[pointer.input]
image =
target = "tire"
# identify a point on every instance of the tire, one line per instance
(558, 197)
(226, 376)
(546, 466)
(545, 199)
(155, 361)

********

*The task:* Reproduce every record above exactly as it appears.

*Task answer:*
[pointer.input]
image =
target = "tire"
# identify a point on every instance of the tire, one line per instance
(558, 197)
(226, 376)
(546, 466)
(545, 199)
(155, 361)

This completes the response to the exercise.